Problem details: Wherever "cardboard" appears in the records below, copy the line that holds it.
[[ Supplied information open ]]
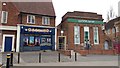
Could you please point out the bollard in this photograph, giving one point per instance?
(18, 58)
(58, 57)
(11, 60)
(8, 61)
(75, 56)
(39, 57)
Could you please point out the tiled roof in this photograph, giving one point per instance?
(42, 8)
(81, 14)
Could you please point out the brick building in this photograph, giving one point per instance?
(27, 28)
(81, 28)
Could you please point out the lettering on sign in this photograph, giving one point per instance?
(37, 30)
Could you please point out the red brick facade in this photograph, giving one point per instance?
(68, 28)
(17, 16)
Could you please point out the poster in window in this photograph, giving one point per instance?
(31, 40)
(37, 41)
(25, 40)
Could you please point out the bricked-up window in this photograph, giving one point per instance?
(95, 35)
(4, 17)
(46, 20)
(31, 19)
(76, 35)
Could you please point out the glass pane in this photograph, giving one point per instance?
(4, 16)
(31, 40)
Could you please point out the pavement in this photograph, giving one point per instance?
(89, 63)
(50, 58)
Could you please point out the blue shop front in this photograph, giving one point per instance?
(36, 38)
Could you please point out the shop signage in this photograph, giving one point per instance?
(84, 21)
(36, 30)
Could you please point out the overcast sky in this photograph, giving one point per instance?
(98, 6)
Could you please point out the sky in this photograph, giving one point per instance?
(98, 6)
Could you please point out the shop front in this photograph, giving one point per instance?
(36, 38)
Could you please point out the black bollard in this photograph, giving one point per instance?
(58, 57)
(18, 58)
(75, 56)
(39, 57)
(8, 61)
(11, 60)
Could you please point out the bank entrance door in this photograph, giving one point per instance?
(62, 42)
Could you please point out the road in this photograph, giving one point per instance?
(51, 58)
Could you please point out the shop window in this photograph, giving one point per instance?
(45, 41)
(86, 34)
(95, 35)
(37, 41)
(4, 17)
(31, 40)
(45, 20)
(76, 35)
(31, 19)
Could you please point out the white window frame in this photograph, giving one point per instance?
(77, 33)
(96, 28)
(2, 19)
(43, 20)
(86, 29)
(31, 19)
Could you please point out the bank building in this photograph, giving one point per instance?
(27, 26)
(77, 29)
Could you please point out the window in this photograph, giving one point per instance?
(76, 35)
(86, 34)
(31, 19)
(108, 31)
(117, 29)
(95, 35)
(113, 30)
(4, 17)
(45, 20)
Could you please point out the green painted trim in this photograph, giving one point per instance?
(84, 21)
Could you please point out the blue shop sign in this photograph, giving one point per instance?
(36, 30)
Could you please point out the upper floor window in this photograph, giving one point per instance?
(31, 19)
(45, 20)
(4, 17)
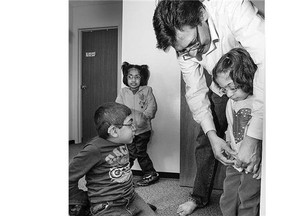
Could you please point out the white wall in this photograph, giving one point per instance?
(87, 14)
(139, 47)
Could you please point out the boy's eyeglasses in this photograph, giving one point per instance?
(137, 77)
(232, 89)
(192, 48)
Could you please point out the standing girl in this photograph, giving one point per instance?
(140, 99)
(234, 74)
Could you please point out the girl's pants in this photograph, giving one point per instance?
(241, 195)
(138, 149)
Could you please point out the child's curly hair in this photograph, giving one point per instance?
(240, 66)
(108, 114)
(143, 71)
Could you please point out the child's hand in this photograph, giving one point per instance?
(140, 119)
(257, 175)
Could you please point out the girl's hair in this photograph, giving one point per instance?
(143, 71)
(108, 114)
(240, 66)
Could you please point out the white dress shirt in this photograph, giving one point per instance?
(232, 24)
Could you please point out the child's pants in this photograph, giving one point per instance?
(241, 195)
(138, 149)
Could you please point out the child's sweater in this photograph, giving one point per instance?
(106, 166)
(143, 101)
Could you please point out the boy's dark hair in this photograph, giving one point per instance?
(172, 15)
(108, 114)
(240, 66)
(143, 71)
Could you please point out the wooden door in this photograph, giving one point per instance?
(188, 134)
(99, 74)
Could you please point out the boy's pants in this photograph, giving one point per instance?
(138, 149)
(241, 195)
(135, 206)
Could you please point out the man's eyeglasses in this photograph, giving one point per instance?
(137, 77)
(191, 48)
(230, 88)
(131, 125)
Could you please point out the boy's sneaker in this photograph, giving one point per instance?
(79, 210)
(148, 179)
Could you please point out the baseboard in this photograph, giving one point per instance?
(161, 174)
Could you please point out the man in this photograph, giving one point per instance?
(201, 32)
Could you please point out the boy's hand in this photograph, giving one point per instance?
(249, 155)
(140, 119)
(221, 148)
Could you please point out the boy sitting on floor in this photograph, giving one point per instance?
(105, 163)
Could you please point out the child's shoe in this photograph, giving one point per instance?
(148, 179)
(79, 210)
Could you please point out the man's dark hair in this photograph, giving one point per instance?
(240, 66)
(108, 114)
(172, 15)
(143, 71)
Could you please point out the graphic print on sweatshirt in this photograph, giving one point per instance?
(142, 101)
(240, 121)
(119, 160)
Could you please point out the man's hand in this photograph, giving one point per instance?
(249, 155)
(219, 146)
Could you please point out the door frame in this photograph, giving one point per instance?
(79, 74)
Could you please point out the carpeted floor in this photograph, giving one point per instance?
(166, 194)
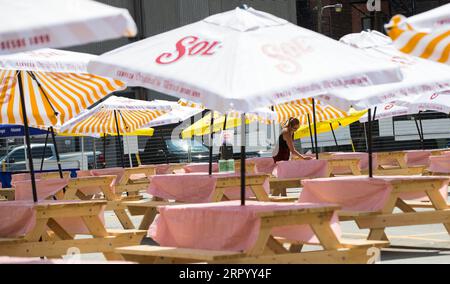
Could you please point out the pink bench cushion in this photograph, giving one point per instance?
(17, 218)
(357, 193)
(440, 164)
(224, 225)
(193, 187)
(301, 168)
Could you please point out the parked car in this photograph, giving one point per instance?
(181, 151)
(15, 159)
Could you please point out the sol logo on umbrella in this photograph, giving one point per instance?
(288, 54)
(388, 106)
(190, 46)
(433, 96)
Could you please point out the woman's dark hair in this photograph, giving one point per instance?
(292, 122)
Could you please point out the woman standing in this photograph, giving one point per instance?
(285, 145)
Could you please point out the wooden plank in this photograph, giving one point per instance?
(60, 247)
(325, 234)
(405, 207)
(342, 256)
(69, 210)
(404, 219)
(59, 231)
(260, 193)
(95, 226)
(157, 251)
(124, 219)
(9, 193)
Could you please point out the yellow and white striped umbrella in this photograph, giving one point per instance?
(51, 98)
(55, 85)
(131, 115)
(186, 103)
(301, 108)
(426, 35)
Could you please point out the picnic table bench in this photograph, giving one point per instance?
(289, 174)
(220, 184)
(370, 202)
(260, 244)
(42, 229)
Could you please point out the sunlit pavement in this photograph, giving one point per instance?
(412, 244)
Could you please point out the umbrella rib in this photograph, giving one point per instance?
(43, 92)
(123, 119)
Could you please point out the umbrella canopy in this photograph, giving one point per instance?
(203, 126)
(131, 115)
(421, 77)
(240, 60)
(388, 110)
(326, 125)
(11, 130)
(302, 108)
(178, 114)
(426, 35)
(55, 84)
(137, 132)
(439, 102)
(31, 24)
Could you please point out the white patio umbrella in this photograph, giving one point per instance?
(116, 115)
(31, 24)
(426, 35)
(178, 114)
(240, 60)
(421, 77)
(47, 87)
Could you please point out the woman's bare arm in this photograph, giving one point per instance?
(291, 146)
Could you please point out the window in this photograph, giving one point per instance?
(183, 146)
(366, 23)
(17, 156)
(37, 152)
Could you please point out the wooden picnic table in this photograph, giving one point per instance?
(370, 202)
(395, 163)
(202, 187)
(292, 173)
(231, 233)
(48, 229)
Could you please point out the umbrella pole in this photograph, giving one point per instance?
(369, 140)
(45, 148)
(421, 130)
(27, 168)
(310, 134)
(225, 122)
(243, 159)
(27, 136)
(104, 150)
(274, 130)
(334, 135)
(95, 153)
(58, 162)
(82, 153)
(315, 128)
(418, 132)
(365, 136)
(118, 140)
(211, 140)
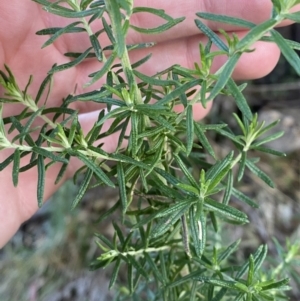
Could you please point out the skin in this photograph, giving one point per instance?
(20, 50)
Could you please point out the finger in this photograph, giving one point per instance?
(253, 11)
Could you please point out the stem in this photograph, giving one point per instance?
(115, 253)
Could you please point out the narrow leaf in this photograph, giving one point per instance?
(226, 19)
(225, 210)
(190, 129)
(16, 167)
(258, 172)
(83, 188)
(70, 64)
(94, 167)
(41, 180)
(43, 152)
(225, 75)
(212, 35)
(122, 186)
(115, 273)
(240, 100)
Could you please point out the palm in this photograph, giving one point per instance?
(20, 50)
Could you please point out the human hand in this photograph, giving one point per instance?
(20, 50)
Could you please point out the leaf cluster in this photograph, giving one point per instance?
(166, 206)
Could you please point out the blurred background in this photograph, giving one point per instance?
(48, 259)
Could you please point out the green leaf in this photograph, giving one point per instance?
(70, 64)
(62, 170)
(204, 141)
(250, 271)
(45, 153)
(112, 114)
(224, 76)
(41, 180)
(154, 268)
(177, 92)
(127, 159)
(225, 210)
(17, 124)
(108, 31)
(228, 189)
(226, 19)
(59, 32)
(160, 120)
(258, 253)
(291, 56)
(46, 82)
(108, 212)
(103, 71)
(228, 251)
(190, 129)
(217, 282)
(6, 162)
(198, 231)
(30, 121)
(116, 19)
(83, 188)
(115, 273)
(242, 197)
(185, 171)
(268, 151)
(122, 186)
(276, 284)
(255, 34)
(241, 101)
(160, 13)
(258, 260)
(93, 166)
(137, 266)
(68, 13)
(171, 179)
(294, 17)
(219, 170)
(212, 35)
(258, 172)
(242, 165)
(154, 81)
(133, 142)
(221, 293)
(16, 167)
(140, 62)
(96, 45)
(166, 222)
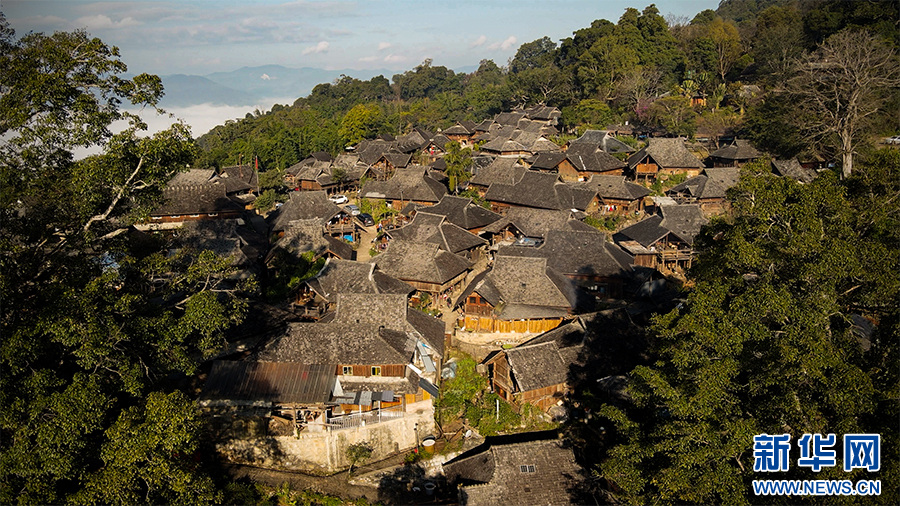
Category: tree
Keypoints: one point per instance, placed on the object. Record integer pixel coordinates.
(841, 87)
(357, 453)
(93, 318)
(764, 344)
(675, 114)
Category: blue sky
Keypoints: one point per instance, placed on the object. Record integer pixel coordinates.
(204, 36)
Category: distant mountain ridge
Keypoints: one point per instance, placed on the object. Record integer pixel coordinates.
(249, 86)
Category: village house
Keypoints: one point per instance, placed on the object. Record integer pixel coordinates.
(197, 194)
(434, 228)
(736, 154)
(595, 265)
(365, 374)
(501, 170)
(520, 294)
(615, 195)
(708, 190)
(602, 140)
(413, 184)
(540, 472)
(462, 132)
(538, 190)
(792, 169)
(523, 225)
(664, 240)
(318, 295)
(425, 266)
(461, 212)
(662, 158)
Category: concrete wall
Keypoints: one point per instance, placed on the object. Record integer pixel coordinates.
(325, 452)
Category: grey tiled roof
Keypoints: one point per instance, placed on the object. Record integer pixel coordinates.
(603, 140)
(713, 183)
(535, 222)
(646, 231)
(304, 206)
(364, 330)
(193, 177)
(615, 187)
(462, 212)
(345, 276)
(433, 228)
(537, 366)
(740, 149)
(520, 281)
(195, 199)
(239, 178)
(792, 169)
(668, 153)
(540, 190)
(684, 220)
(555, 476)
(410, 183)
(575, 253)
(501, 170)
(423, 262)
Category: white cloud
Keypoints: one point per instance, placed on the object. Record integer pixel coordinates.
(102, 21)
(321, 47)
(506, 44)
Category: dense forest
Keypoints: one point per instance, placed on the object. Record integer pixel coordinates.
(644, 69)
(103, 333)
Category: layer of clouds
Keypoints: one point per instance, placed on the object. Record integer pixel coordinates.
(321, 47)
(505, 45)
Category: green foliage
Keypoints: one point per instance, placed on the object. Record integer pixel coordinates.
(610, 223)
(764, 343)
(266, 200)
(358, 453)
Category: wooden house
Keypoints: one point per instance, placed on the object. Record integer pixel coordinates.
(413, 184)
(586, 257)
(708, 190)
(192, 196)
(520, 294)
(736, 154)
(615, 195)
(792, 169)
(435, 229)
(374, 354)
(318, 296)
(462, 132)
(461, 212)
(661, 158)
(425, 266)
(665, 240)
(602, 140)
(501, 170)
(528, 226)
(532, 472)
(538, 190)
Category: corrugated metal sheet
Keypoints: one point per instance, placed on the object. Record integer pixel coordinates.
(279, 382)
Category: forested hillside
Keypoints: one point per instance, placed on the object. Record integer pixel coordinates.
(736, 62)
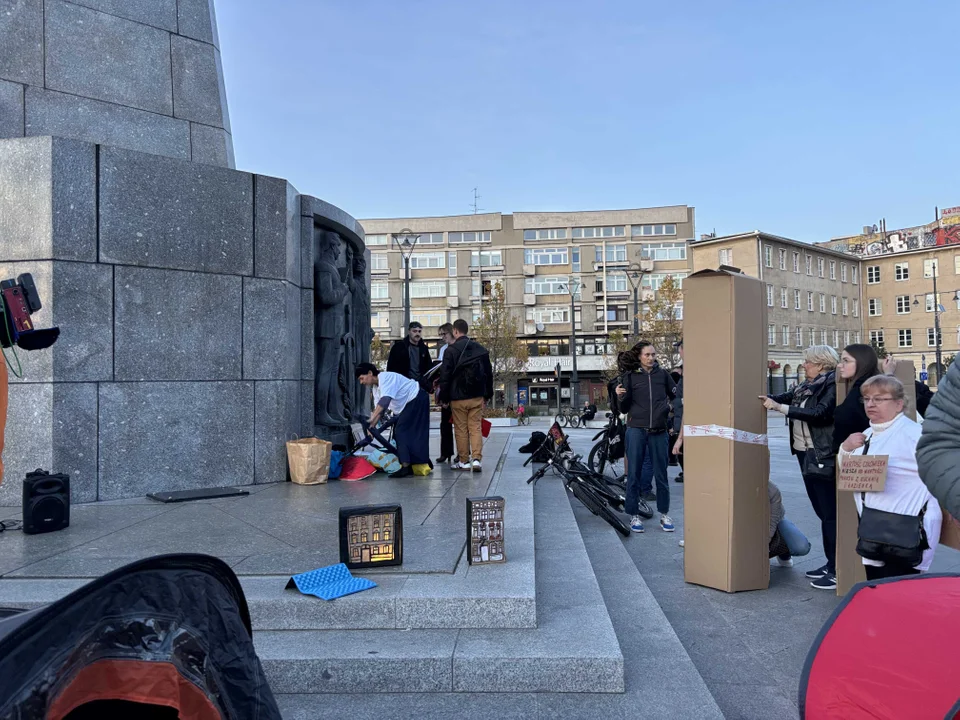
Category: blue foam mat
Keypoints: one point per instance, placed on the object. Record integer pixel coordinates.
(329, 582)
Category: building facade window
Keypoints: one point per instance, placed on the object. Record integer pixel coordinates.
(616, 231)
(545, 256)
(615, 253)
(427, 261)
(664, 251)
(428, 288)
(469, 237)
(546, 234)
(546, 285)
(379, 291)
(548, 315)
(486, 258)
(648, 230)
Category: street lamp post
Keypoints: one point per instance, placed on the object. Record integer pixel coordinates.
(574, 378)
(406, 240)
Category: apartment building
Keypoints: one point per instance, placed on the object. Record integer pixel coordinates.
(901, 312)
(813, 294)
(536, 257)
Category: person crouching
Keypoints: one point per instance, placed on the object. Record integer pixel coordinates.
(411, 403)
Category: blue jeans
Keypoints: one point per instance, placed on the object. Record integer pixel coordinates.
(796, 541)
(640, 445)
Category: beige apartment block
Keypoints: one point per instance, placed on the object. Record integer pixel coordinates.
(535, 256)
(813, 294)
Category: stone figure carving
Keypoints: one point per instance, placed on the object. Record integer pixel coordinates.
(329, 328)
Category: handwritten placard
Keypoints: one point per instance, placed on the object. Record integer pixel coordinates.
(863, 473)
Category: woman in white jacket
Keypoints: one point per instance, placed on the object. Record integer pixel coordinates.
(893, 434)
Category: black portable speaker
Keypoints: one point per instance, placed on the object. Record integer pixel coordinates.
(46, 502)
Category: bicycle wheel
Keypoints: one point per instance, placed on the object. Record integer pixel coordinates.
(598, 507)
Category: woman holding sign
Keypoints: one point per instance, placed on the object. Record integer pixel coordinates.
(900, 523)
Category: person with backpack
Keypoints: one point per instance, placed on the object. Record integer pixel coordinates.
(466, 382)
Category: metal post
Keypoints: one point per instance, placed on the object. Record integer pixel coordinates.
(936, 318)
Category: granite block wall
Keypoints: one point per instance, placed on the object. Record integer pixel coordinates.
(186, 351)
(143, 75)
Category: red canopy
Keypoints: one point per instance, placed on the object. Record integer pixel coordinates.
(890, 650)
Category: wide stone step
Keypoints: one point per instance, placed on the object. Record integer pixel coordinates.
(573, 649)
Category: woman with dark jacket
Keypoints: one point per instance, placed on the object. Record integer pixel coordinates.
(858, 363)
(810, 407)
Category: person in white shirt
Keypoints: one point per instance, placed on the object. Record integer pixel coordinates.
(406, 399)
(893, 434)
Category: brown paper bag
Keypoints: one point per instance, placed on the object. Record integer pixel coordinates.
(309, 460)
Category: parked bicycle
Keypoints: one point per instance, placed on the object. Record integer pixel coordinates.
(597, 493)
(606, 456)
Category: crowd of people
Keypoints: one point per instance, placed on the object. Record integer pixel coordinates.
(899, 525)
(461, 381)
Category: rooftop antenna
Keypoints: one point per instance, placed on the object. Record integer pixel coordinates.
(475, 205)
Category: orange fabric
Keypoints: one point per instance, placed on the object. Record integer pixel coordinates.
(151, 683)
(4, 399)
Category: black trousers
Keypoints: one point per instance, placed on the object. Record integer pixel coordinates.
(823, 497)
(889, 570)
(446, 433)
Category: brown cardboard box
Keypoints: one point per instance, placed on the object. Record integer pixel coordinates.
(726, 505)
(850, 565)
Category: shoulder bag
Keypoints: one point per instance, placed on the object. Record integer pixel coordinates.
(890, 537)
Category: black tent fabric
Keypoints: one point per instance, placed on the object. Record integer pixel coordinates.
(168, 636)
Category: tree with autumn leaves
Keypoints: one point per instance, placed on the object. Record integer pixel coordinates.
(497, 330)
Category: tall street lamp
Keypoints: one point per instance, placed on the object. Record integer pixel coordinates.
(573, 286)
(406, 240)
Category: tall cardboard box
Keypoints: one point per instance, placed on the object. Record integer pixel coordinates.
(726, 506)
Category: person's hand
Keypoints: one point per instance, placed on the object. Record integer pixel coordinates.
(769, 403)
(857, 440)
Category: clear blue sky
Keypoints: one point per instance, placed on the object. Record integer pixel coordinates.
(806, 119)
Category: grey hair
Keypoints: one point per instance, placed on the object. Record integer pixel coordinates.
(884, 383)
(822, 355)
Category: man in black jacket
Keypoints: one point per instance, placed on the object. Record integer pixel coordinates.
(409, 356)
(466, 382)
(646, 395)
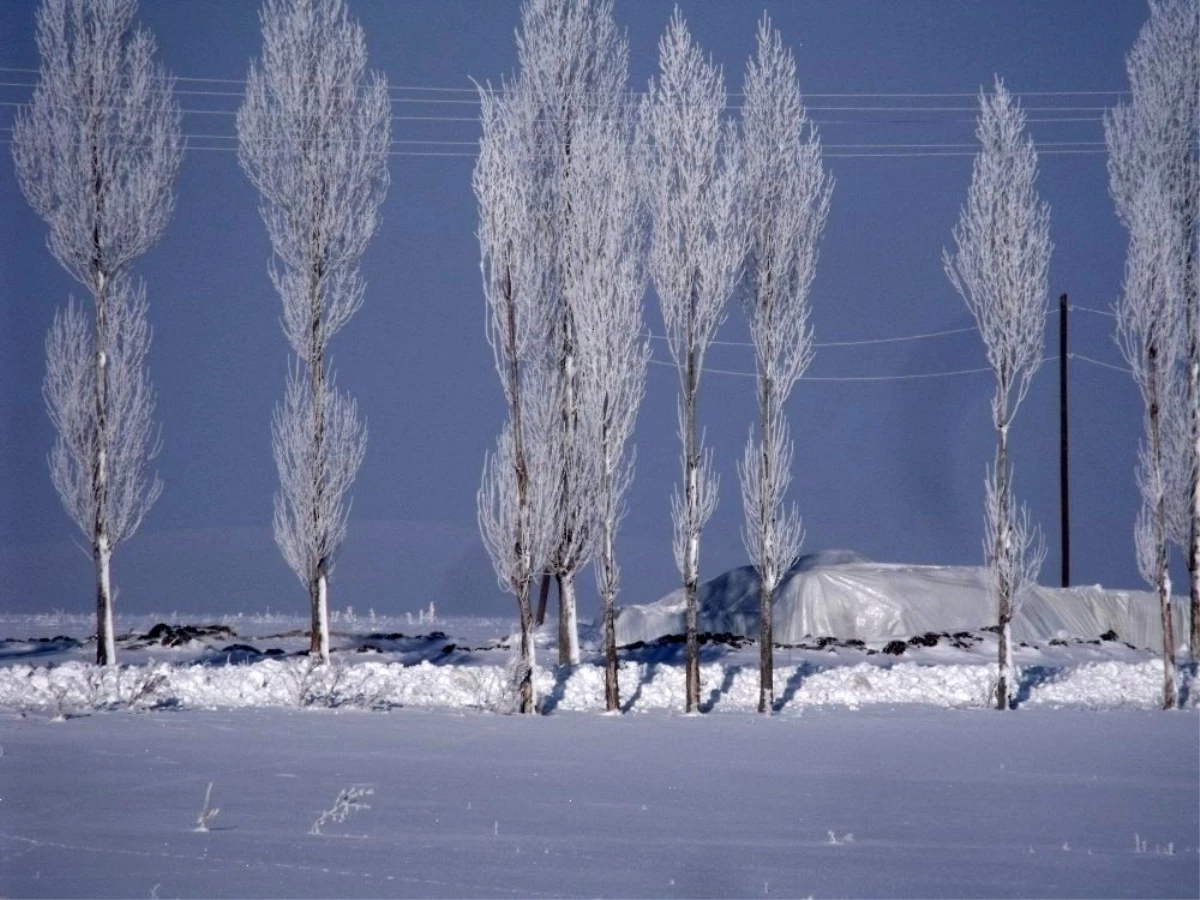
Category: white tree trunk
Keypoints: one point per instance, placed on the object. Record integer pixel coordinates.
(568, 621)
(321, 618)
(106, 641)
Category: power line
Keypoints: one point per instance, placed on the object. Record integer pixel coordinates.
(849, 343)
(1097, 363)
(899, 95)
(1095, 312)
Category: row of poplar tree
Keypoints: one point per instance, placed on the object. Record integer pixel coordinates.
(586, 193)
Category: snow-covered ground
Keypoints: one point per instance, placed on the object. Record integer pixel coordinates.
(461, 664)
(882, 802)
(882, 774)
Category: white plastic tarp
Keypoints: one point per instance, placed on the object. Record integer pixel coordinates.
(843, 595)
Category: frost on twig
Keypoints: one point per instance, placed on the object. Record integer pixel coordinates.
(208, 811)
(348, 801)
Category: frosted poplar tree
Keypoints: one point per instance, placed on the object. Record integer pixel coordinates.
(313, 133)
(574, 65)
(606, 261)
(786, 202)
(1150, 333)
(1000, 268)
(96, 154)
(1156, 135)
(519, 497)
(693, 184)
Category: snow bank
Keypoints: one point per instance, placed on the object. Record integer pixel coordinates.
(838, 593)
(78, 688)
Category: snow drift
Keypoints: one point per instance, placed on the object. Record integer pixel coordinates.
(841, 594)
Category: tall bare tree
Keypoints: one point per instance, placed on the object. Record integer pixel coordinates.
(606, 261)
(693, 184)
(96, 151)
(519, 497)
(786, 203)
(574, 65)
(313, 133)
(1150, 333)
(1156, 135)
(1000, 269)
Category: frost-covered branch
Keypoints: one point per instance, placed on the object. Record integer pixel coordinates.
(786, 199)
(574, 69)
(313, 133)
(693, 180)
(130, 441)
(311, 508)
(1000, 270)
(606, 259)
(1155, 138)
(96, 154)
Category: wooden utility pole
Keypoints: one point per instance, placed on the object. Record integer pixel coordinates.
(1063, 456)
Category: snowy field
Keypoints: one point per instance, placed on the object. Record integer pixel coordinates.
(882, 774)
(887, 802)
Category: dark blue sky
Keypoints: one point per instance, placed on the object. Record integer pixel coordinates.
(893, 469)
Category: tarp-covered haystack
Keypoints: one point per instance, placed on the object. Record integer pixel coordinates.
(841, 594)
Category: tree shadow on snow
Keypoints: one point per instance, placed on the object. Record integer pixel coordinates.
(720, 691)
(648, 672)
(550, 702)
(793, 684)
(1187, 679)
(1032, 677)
[[ Supplied information closed ]]
Exercise solution:
Category: brown cardboard box
Category: tall cardboard box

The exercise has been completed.